[Your tasks]
1. Translate this sentence from the passage on I-575 into Spanish: "At the Canton and Holly Springs exit, the two city limits meet."
2. According to the passage on I-575, which stream does the freeway cross between Barrett Parkway and Chastain Road?
3. Rewrite the part of the passage on I-575 that opens with the words containing "The city of" and closes with "Towne Lake Parkway.", replacing "Noonday Creek" with "Noonday Brook".

[Extracted text]
§ §

The city of Holly Springs recently annexed land to Sixes Road. Other cities that have annexed I-575 include Canton and Ball Ground.
I-575 crosses the Little River between Woodstock and Holly Springs, and has four bridges over the Etowah River in northeastern Canton, as it flows under the southern half of the Riverstone Parkway (former SR 5) exit. It also crosses Noonday Creek between Barrett Parkway and Chastain Road, at the northeast corner of Town Center at Cobb regional mall. That stream roughly follows the freeway northward on the east side of the road, passing alongside the northbound ramp to SR 92, and then crossing back under to the northwest just before Towne Lake Parkway.
At the Canton and Holly Springs exit, the two city limits meet. Here the road (old SR 5) was realigned to cross 575 at a more perpendicular angle when I-575 was constructed. This left two dead-end streets: Hiram Way in Holly Springs, and Travis Tritt Lane in Canton. Just north of here, I-575 crosses Univeter Road.

§ §

[Available data]
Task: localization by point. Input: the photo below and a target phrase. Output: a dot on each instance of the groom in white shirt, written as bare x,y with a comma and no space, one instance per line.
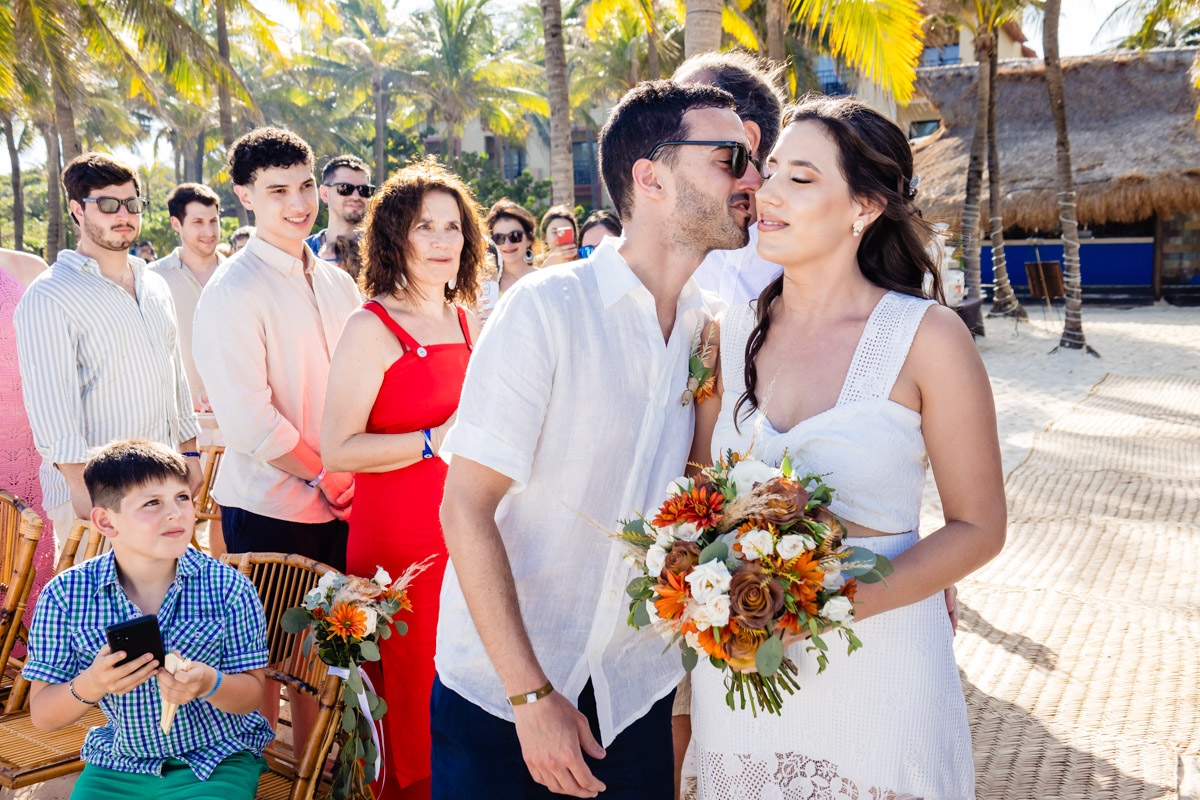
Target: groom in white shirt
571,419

§ §

[Answers for the exercise]
1. En la salida de Canton y Holly Springs, se unen los límites de las dos ciudades.

2. Noonday Creek.

3.
The city of Holly Springs recently annexed land to Sixes Road. Other cities that have annexed I-575 include Canton and Ball Ground.
I-575 crosses the Little River between Woodstock and Holly Springs, and has four bridges over the Etowah River in northeastern Canton, as it flows under the southern half of the Riverstone Parkway (former SR 5) exit. It also crosses Noonday Brook between Barrett Parkway and Chastain Road, at the northeast corner of Town Center at Cobb regional mall. That stream roughly follows the freeway northward on the east side of the road, passing alongside the northbound ramp to SR 92, and then crossing back under to the northwest just before Towne Lake Parkway.